## [EXERCISE INSTRUCTIONS]
Name every institution that the article on autism and environmental factors, below, connects to the researchers or the study.

## [PASSAGE SHOWN]
==============================
Autism Spectrum Disorder's Environmental Factors Are As Important As Genetics
May 5, 2014

Environmental Factors As Influential As Genes In Autism Spectrum Disorders

redOrbit Staff & Wire Reports - Your Universe Online

While experts typically focus on genetic factors when analyzing the causes of autism spectrum disorders (ASD), new research appearing in the Journal of the American Medical Association (JAMA) has found that environmental factors are equally as important.

In the study, Dr. Sven Sandin of the Karolinska Institutet in Sweden and colleagues from the US and UK set out to determine the heritability of autism and the risk among family members. They also attempted to assess the importance of genetic factors versus environmental ones by reviewing the data of the more than two million children born in Sweden between the years of 1982 and 2006.

Dr. Sandin’s team determined the relative recurrence risk (RRR), or the odds that autism will be diagnosed in a participant who had a sibling, half-sibling or cousin who had been diagnosed with the neurodevelopmental disorder. Overall, the study looked at 14,516 children with ASD, of which 39 percent (5,689) were diagnosed with autism.

They found that kids who have a brother or sister with ASD were 10 times more likely to receive a similar diagnosis, compared to 3 percent for those with half-brothers/sisters that had ASD, and 2 percent for those with cousins. The pattern was described as being similar for autistic disorder, but with a slightly higher magnitude.

Environmental factors were split into two categories: shared environments (those shared between family members, such as socioeconomic status) and non-shared environments (those unique to each individual, such as birth complications or medication taken during pre or perinatal periods). Those conditions unique to each patient, the non-shared environments, were the major source of environmental risk for the purposes of this study.

While most previous research has suggested that the heritability of autism spectrum disorders could be as high as 80 percent to 90 percent, the new study – described by King’s College London, one of the institutions involved in the research, as “the largest and most comprehensive to date,” estimates it to be 50 percent, with the other 50 percent explained by non-heritable or environmental factors.

“We were surprised by our findings as we did not expect the importance of environmental factors in autism to be so strong,” explained study author Professor Avi Reichenberg of the Mount Sinai Seaver Center for Autism Research. “Recent research efforts have tended to focus on genes, but it's now clear that we need much more research to focus on identifying what these environmental factors are.”

“Our study was prompted by a very basic question which parents often ask: 'if I have a child with autism, what is the risk my next child will too?' Our study shows that at an individual level, the risk of autism increases according to how close you are genetically to other relatives with autism,” Dr. Sandin added. “We can now provide accurate information about autism risk which can comfort and guide parents and clinicians in their decisions.”
==============================
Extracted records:
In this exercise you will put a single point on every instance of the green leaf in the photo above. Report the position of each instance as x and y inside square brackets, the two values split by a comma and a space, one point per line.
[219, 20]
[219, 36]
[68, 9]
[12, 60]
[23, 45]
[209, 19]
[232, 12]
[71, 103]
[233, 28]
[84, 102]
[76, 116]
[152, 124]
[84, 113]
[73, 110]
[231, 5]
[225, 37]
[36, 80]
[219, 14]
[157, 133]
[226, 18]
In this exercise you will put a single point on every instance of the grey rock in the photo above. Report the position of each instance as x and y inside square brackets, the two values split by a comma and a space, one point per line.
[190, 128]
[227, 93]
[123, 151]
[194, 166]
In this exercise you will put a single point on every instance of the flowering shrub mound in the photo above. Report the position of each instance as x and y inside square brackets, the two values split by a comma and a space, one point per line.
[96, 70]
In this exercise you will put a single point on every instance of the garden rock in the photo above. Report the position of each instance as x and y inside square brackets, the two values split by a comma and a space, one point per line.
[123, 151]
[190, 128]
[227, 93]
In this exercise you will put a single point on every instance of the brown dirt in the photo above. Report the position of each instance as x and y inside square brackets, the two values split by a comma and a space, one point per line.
==============================
## [TASK RESULT]
Karolinska Institutet, King's College London, Mount Sinai Seaver Center for Autism Research